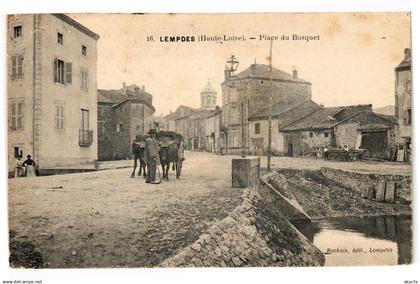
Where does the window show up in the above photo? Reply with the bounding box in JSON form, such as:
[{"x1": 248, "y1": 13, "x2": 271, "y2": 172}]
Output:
[
  {"x1": 80, "y1": 70, "x2": 89, "y2": 90},
  {"x1": 54, "y1": 58, "x2": 66, "y2": 84},
  {"x1": 12, "y1": 55, "x2": 23, "y2": 80},
  {"x1": 65, "y1": 62, "x2": 72, "y2": 84},
  {"x1": 55, "y1": 105, "x2": 64, "y2": 130},
  {"x1": 82, "y1": 109, "x2": 89, "y2": 130},
  {"x1": 255, "y1": 123, "x2": 261, "y2": 134},
  {"x1": 57, "y1": 33, "x2": 64, "y2": 45},
  {"x1": 13, "y1": 26, "x2": 23, "y2": 38},
  {"x1": 98, "y1": 120, "x2": 104, "y2": 135},
  {"x1": 10, "y1": 102, "x2": 23, "y2": 130}
]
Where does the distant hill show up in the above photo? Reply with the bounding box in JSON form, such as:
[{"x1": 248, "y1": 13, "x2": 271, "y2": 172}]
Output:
[{"x1": 373, "y1": 105, "x2": 395, "y2": 115}]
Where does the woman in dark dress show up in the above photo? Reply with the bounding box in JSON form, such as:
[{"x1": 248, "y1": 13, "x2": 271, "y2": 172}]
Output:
[{"x1": 22, "y1": 155, "x2": 36, "y2": 177}]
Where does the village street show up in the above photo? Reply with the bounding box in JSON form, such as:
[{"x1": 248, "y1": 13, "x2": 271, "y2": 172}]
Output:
[
  {"x1": 9, "y1": 152, "x2": 242, "y2": 268},
  {"x1": 9, "y1": 152, "x2": 411, "y2": 267}
]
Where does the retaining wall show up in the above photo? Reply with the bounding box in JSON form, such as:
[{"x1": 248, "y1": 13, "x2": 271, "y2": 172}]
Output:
[
  {"x1": 321, "y1": 167, "x2": 412, "y2": 203},
  {"x1": 160, "y1": 187, "x2": 324, "y2": 267}
]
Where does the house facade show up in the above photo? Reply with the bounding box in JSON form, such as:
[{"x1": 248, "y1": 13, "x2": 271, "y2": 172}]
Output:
[
  {"x1": 280, "y1": 105, "x2": 396, "y2": 159},
  {"x1": 7, "y1": 14, "x2": 99, "y2": 172},
  {"x1": 205, "y1": 106, "x2": 222, "y2": 153},
  {"x1": 221, "y1": 64, "x2": 311, "y2": 154},
  {"x1": 97, "y1": 83, "x2": 159, "y2": 160},
  {"x1": 163, "y1": 82, "x2": 220, "y2": 151},
  {"x1": 395, "y1": 48, "x2": 412, "y2": 161},
  {"x1": 248, "y1": 100, "x2": 321, "y2": 156}
]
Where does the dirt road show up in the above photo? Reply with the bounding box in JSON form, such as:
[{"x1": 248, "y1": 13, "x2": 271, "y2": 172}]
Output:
[{"x1": 9, "y1": 152, "x2": 242, "y2": 268}]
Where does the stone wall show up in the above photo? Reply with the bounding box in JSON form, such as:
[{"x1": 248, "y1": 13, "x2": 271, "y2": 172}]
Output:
[
  {"x1": 160, "y1": 188, "x2": 324, "y2": 267},
  {"x1": 321, "y1": 167, "x2": 412, "y2": 203}
]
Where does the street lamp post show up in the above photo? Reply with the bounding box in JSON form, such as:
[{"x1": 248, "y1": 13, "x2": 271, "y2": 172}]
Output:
[
  {"x1": 226, "y1": 55, "x2": 248, "y2": 158},
  {"x1": 267, "y1": 40, "x2": 273, "y2": 171}
]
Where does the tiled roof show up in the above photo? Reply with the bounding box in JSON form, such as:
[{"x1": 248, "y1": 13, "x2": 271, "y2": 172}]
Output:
[
  {"x1": 281, "y1": 107, "x2": 340, "y2": 131},
  {"x1": 230, "y1": 64, "x2": 310, "y2": 84},
  {"x1": 358, "y1": 122, "x2": 392, "y2": 130},
  {"x1": 249, "y1": 100, "x2": 320, "y2": 120},
  {"x1": 164, "y1": 105, "x2": 197, "y2": 120},
  {"x1": 98, "y1": 89, "x2": 123, "y2": 104}
]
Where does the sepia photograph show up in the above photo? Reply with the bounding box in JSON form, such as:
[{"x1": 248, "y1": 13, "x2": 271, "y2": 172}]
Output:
[{"x1": 3, "y1": 12, "x2": 417, "y2": 270}]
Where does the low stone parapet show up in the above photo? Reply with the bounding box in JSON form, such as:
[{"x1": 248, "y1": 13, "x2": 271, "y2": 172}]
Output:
[
  {"x1": 321, "y1": 167, "x2": 412, "y2": 203},
  {"x1": 160, "y1": 187, "x2": 324, "y2": 267}
]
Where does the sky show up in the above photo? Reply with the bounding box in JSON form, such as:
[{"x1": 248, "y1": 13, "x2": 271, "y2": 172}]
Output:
[{"x1": 69, "y1": 13, "x2": 411, "y2": 115}]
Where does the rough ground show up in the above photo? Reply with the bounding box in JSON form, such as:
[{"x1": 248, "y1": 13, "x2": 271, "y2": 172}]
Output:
[
  {"x1": 278, "y1": 169, "x2": 411, "y2": 219},
  {"x1": 9, "y1": 152, "x2": 243, "y2": 268}
]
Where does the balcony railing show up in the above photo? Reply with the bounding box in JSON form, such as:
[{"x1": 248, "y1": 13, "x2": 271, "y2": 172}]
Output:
[{"x1": 79, "y1": 129, "x2": 93, "y2": 147}]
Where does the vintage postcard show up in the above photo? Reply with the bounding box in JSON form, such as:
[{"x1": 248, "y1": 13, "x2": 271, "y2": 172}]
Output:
[{"x1": 4, "y1": 12, "x2": 413, "y2": 268}]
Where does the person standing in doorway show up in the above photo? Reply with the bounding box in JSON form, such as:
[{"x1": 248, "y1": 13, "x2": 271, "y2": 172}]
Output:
[
  {"x1": 15, "y1": 155, "x2": 24, "y2": 178},
  {"x1": 324, "y1": 146, "x2": 328, "y2": 161},
  {"x1": 22, "y1": 155, "x2": 36, "y2": 177}
]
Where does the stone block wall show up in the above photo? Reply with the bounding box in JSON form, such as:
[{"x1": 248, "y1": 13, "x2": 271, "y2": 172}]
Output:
[
  {"x1": 321, "y1": 167, "x2": 412, "y2": 203},
  {"x1": 160, "y1": 188, "x2": 324, "y2": 267}
]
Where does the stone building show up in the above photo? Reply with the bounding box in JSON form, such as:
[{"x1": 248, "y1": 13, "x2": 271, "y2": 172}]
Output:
[
  {"x1": 200, "y1": 81, "x2": 217, "y2": 110},
  {"x1": 221, "y1": 64, "x2": 311, "y2": 154},
  {"x1": 279, "y1": 105, "x2": 395, "y2": 159},
  {"x1": 98, "y1": 83, "x2": 159, "y2": 160},
  {"x1": 205, "y1": 106, "x2": 222, "y2": 153},
  {"x1": 395, "y1": 48, "x2": 412, "y2": 161},
  {"x1": 7, "y1": 14, "x2": 99, "y2": 173},
  {"x1": 163, "y1": 82, "x2": 218, "y2": 151},
  {"x1": 162, "y1": 105, "x2": 195, "y2": 134},
  {"x1": 248, "y1": 100, "x2": 321, "y2": 156}
]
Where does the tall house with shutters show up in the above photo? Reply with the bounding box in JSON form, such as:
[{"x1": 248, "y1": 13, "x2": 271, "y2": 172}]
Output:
[
  {"x1": 7, "y1": 14, "x2": 99, "y2": 173},
  {"x1": 395, "y1": 48, "x2": 412, "y2": 155}
]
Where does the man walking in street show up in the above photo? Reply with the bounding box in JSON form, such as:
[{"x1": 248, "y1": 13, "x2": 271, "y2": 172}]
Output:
[{"x1": 144, "y1": 129, "x2": 160, "y2": 183}]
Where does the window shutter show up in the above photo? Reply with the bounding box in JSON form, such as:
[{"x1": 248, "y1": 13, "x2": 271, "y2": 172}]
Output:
[
  {"x1": 66, "y1": 62, "x2": 72, "y2": 84},
  {"x1": 54, "y1": 58, "x2": 58, "y2": 82},
  {"x1": 17, "y1": 55, "x2": 23, "y2": 78},
  {"x1": 8, "y1": 104, "x2": 12, "y2": 129}
]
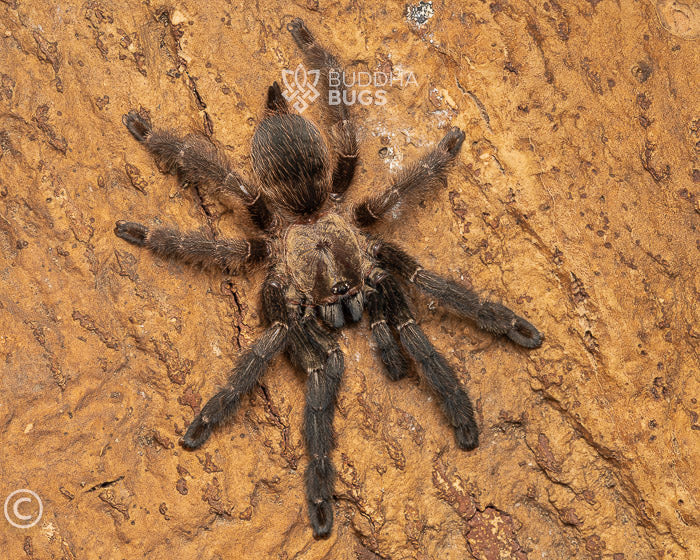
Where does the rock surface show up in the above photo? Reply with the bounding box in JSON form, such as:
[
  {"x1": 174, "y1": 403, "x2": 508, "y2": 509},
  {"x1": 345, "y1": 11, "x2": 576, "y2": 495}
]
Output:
[{"x1": 0, "y1": 0, "x2": 700, "y2": 560}]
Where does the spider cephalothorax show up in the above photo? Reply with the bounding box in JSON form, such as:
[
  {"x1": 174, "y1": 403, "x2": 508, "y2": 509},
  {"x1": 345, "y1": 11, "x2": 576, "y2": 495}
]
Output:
[{"x1": 115, "y1": 19, "x2": 542, "y2": 537}]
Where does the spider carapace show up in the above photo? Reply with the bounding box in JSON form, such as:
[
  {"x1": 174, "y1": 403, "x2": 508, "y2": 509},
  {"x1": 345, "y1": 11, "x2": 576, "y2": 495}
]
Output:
[{"x1": 115, "y1": 18, "x2": 542, "y2": 537}]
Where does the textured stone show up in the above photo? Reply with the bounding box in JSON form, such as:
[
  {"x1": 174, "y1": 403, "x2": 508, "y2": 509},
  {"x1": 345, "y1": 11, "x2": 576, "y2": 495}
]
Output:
[{"x1": 0, "y1": 0, "x2": 700, "y2": 560}]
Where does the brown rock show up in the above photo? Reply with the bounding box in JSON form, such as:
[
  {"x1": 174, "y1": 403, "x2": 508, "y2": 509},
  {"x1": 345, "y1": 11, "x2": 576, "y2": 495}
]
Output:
[{"x1": 0, "y1": 0, "x2": 700, "y2": 560}]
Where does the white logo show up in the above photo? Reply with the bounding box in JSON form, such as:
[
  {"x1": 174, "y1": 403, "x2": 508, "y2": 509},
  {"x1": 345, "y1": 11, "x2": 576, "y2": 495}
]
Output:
[
  {"x1": 5, "y1": 488, "x2": 44, "y2": 529},
  {"x1": 282, "y1": 63, "x2": 321, "y2": 113}
]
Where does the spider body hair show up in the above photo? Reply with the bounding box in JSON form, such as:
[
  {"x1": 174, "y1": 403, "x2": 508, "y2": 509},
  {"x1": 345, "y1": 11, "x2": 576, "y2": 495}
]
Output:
[{"x1": 115, "y1": 18, "x2": 543, "y2": 538}]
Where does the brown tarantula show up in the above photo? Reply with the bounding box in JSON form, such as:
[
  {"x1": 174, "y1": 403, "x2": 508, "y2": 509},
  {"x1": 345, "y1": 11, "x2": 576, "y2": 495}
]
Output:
[{"x1": 115, "y1": 19, "x2": 542, "y2": 537}]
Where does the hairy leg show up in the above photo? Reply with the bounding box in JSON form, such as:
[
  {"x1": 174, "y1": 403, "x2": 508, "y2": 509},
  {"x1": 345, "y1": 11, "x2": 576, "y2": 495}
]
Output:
[
  {"x1": 365, "y1": 278, "x2": 408, "y2": 381},
  {"x1": 375, "y1": 275, "x2": 479, "y2": 450},
  {"x1": 114, "y1": 220, "x2": 269, "y2": 274},
  {"x1": 287, "y1": 18, "x2": 359, "y2": 200},
  {"x1": 265, "y1": 82, "x2": 289, "y2": 113},
  {"x1": 353, "y1": 127, "x2": 464, "y2": 227},
  {"x1": 182, "y1": 278, "x2": 289, "y2": 449},
  {"x1": 122, "y1": 110, "x2": 273, "y2": 229},
  {"x1": 372, "y1": 241, "x2": 543, "y2": 348},
  {"x1": 287, "y1": 313, "x2": 344, "y2": 538}
]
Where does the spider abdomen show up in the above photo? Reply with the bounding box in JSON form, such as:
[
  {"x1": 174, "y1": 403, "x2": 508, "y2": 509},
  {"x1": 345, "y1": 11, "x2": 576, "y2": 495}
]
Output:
[{"x1": 251, "y1": 113, "x2": 331, "y2": 215}]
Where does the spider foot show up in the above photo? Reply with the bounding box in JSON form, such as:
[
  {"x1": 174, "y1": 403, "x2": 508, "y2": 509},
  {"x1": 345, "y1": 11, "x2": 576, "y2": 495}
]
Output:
[
  {"x1": 114, "y1": 220, "x2": 148, "y2": 247},
  {"x1": 439, "y1": 126, "x2": 465, "y2": 156},
  {"x1": 122, "y1": 109, "x2": 153, "y2": 142},
  {"x1": 455, "y1": 423, "x2": 479, "y2": 451},
  {"x1": 287, "y1": 18, "x2": 315, "y2": 49},
  {"x1": 506, "y1": 316, "x2": 544, "y2": 348},
  {"x1": 182, "y1": 415, "x2": 214, "y2": 449},
  {"x1": 309, "y1": 500, "x2": 333, "y2": 539}
]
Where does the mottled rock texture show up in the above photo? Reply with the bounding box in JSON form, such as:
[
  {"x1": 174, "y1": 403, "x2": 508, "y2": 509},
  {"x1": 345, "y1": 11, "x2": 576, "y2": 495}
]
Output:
[{"x1": 0, "y1": 0, "x2": 700, "y2": 560}]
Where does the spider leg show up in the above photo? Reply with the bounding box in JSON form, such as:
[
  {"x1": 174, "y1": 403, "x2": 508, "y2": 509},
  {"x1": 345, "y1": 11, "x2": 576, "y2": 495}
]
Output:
[
  {"x1": 287, "y1": 18, "x2": 359, "y2": 200},
  {"x1": 353, "y1": 127, "x2": 464, "y2": 227},
  {"x1": 287, "y1": 313, "x2": 344, "y2": 538},
  {"x1": 372, "y1": 241, "x2": 543, "y2": 348},
  {"x1": 182, "y1": 278, "x2": 289, "y2": 449},
  {"x1": 365, "y1": 280, "x2": 408, "y2": 381},
  {"x1": 375, "y1": 274, "x2": 479, "y2": 450},
  {"x1": 122, "y1": 110, "x2": 273, "y2": 230},
  {"x1": 114, "y1": 220, "x2": 269, "y2": 274},
  {"x1": 265, "y1": 82, "x2": 289, "y2": 113}
]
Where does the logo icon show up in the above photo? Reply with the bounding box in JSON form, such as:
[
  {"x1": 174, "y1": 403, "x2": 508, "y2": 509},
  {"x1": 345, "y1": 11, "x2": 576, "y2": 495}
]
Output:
[
  {"x1": 5, "y1": 488, "x2": 44, "y2": 529},
  {"x1": 282, "y1": 63, "x2": 321, "y2": 113}
]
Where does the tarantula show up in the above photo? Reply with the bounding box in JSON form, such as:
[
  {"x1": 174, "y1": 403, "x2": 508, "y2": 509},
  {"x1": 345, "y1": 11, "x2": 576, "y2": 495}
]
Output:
[{"x1": 115, "y1": 19, "x2": 542, "y2": 538}]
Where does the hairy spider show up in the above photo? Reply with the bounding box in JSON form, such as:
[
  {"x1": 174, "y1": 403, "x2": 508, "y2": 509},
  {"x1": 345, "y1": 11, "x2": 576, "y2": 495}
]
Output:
[{"x1": 115, "y1": 19, "x2": 542, "y2": 537}]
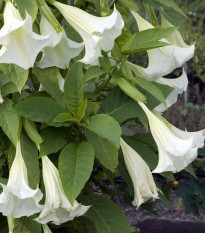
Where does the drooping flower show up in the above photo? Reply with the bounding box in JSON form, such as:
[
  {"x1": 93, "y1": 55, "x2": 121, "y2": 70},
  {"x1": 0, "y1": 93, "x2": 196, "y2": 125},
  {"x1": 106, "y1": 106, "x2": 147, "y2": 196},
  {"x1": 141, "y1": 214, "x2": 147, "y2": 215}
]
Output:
[
  {"x1": 35, "y1": 156, "x2": 90, "y2": 225},
  {"x1": 155, "y1": 70, "x2": 188, "y2": 113},
  {"x1": 53, "y1": 1, "x2": 124, "y2": 64},
  {"x1": 37, "y1": 14, "x2": 84, "y2": 69},
  {"x1": 132, "y1": 12, "x2": 195, "y2": 80},
  {"x1": 0, "y1": 140, "x2": 43, "y2": 218},
  {"x1": 120, "y1": 138, "x2": 158, "y2": 207},
  {"x1": 0, "y1": 1, "x2": 50, "y2": 69},
  {"x1": 139, "y1": 102, "x2": 205, "y2": 173}
]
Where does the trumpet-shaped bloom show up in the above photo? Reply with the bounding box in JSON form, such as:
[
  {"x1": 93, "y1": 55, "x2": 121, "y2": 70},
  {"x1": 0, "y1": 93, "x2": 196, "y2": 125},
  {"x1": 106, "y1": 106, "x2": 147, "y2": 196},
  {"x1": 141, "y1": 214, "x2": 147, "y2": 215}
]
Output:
[
  {"x1": 0, "y1": 141, "x2": 43, "y2": 218},
  {"x1": 139, "y1": 102, "x2": 204, "y2": 173},
  {"x1": 37, "y1": 15, "x2": 84, "y2": 69},
  {"x1": 132, "y1": 12, "x2": 195, "y2": 80},
  {"x1": 35, "y1": 156, "x2": 90, "y2": 225},
  {"x1": 53, "y1": 2, "x2": 124, "y2": 64},
  {"x1": 0, "y1": 1, "x2": 50, "y2": 69},
  {"x1": 120, "y1": 138, "x2": 158, "y2": 207},
  {"x1": 155, "y1": 70, "x2": 188, "y2": 113}
]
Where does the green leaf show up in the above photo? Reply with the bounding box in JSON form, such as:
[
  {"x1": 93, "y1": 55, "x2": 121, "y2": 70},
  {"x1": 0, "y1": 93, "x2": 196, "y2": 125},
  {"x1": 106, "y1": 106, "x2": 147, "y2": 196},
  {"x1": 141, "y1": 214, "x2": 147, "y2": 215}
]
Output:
[
  {"x1": 33, "y1": 66, "x2": 63, "y2": 103},
  {"x1": 143, "y1": 0, "x2": 184, "y2": 15},
  {"x1": 39, "y1": 127, "x2": 68, "y2": 157},
  {"x1": 117, "y1": 77, "x2": 146, "y2": 102},
  {"x1": 119, "y1": 0, "x2": 139, "y2": 11},
  {"x1": 122, "y1": 27, "x2": 176, "y2": 53},
  {"x1": 82, "y1": 194, "x2": 131, "y2": 233},
  {"x1": 84, "y1": 66, "x2": 107, "y2": 83},
  {"x1": 177, "y1": 181, "x2": 199, "y2": 217},
  {"x1": 0, "y1": 64, "x2": 28, "y2": 92},
  {"x1": 21, "y1": 132, "x2": 40, "y2": 189},
  {"x1": 64, "y1": 62, "x2": 83, "y2": 117},
  {"x1": 58, "y1": 142, "x2": 95, "y2": 205},
  {"x1": 0, "y1": 99, "x2": 20, "y2": 145},
  {"x1": 16, "y1": 0, "x2": 38, "y2": 22},
  {"x1": 85, "y1": 114, "x2": 121, "y2": 171},
  {"x1": 98, "y1": 87, "x2": 148, "y2": 125},
  {"x1": 14, "y1": 97, "x2": 67, "y2": 122}
]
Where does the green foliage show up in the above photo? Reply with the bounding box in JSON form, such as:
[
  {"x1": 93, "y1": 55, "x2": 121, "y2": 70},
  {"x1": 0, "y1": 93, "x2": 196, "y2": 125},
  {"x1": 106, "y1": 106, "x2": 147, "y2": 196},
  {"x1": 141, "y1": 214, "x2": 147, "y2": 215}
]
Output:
[{"x1": 58, "y1": 142, "x2": 95, "y2": 205}]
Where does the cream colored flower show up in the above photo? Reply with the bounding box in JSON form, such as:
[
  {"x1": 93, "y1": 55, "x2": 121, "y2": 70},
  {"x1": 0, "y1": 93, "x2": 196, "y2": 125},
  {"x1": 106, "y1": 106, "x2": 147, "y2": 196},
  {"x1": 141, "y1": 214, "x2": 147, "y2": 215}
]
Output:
[
  {"x1": 0, "y1": 140, "x2": 43, "y2": 218},
  {"x1": 35, "y1": 156, "x2": 90, "y2": 225},
  {"x1": 120, "y1": 138, "x2": 158, "y2": 207},
  {"x1": 139, "y1": 102, "x2": 204, "y2": 173},
  {"x1": 0, "y1": 1, "x2": 50, "y2": 69},
  {"x1": 53, "y1": 1, "x2": 124, "y2": 64},
  {"x1": 132, "y1": 12, "x2": 195, "y2": 80},
  {"x1": 37, "y1": 14, "x2": 84, "y2": 69}
]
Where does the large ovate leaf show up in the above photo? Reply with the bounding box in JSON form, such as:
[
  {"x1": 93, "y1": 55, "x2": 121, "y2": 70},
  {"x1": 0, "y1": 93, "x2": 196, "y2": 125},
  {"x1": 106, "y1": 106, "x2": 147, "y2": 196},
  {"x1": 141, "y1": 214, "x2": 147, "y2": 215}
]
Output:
[
  {"x1": 58, "y1": 142, "x2": 95, "y2": 204},
  {"x1": 0, "y1": 99, "x2": 19, "y2": 145},
  {"x1": 39, "y1": 127, "x2": 68, "y2": 157},
  {"x1": 122, "y1": 27, "x2": 176, "y2": 53},
  {"x1": 85, "y1": 114, "x2": 121, "y2": 171},
  {"x1": 64, "y1": 62, "x2": 83, "y2": 117},
  {"x1": 0, "y1": 64, "x2": 28, "y2": 92},
  {"x1": 82, "y1": 194, "x2": 131, "y2": 233},
  {"x1": 33, "y1": 66, "x2": 63, "y2": 102},
  {"x1": 98, "y1": 87, "x2": 147, "y2": 125},
  {"x1": 21, "y1": 133, "x2": 40, "y2": 189},
  {"x1": 16, "y1": 0, "x2": 38, "y2": 22},
  {"x1": 14, "y1": 97, "x2": 67, "y2": 122},
  {"x1": 117, "y1": 77, "x2": 146, "y2": 102}
]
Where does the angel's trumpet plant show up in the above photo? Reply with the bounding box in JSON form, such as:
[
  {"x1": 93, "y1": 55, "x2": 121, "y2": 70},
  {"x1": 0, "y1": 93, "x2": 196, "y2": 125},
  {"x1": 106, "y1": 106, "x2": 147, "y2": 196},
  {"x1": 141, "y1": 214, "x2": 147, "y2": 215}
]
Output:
[
  {"x1": 132, "y1": 12, "x2": 195, "y2": 80},
  {"x1": 0, "y1": 1, "x2": 50, "y2": 69},
  {"x1": 155, "y1": 70, "x2": 188, "y2": 113},
  {"x1": 53, "y1": 1, "x2": 124, "y2": 64},
  {"x1": 35, "y1": 156, "x2": 90, "y2": 225},
  {"x1": 0, "y1": 140, "x2": 43, "y2": 218},
  {"x1": 37, "y1": 14, "x2": 84, "y2": 69},
  {"x1": 138, "y1": 102, "x2": 205, "y2": 173},
  {"x1": 120, "y1": 138, "x2": 158, "y2": 207}
]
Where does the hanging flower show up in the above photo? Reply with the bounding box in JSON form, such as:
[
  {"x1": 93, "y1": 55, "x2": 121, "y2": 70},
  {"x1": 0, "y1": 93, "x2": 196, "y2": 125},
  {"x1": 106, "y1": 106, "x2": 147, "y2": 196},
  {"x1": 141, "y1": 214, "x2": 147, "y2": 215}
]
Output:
[
  {"x1": 0, "y1": 1, "x2": 50, "y2": 69},
  {"x1": 155, "y1": 70, "x2": 188, "y2": 113},
  {"x1": 53, "y1": 2, "x2": 124, "y2": 64},
  {"x1": 0, "y1": 140, "x2": 43, "y2": 218},
  {"x1": 37, "y1": 14, "x2": 84, "y2": 69},
  {"x1": 132, "y1": 12, "x2": 195, "y2": 80},
  {"x1": 139, "y1": 102, "x2": 204, "y2": 173},
  {"x1": 35, "y1": 156, "x2": 90, "y2": 225},
  {"x1": 120, "y1": 138, "x2": 158, "y2": 207}
]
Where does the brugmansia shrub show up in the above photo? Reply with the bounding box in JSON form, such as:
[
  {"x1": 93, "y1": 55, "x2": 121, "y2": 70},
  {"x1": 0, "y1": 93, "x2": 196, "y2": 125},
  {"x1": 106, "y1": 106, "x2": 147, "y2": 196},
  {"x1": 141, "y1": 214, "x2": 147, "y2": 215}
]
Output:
[{"x1": 0, "y1": 0, "x2": 205, "y2": 233}]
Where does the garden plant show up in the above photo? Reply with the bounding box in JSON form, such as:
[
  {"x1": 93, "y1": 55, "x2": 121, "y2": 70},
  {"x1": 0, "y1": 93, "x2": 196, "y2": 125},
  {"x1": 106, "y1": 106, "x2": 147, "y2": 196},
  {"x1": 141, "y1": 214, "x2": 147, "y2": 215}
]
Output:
[{"x1": 0, "y1": 0, "x2": 205, "y2": 233}]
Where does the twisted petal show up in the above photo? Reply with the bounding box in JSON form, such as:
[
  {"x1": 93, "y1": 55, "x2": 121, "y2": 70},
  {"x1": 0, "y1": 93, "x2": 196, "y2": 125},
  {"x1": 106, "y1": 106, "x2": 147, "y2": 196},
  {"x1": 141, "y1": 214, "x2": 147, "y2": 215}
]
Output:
[
  {"x1": 155, "y1": 70, "x2": 188, "y2": 113},
  {"x1": 37, "y1": 15, "x2": 84, "y2": 69},
  {"x1": 132, "y1": 12, "x2": 195, "y2": 80},
  {"x1": 120, "y1": 138, "x2": 158, "y2": 207},
  {"x1": 35, "y1": 156, "x2": 90, "y2": 225},
  {"x1": 139, "y1": 102, "x2": 204, "y2": 173},
  {"x1": 53, "y1": 2, "x2": 124, "y2": 64},
  {"x1": 0, "y1": 141, "x2": 43, "y2": 218},
  {"x1": 0, "y1": 1, "x2": 50, "y2": 69}
]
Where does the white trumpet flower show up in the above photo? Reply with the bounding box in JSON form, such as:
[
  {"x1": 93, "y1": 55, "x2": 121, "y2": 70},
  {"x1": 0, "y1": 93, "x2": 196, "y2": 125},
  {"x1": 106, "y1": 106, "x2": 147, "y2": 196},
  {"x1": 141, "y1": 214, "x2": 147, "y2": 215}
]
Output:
[
  {"x1": 37, "y1": 14, "x2": 84, "y2": 69},
  {"x1": 0, "y1": 140, "x2": 43, "y2": 218},
  {"x1": 155, "y1": 70, "x2": 188, "y2": 113},
  {"x1": 35, "y1": 156, "x2": 90, "y2": 225},
  {"x1": 132, "y1": 12, "x2": 195, "y2": 80},
  {"x1": 53, "y1": 2, "x2": 124, "y2": 64},
  {"x1": 138, "y1": 102, "x2": 204, "y2": 173},
  {"x1": 120, "y1": 138, "x2": 158, "y2": 207},
  {"x1": 0, "y1": 1, "x2": 50, "y2": 69}
]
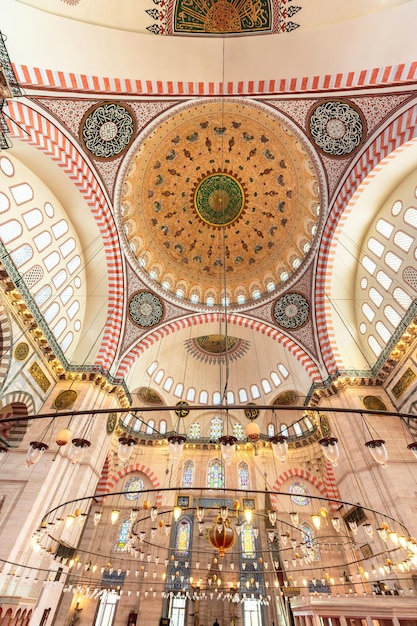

--- EXERCISE DESCRIPTION ---
Pick out and copy every line in the rows above that contains the word "logo". Case counts when matching.

--- FULL RESPONSE ---
Where does the white logo show up in the above photo? Reply with the bounding box in JSON form, such as:
Where does the logo icon show up in the above photo? Reply with the bounding box in JSON form, such as:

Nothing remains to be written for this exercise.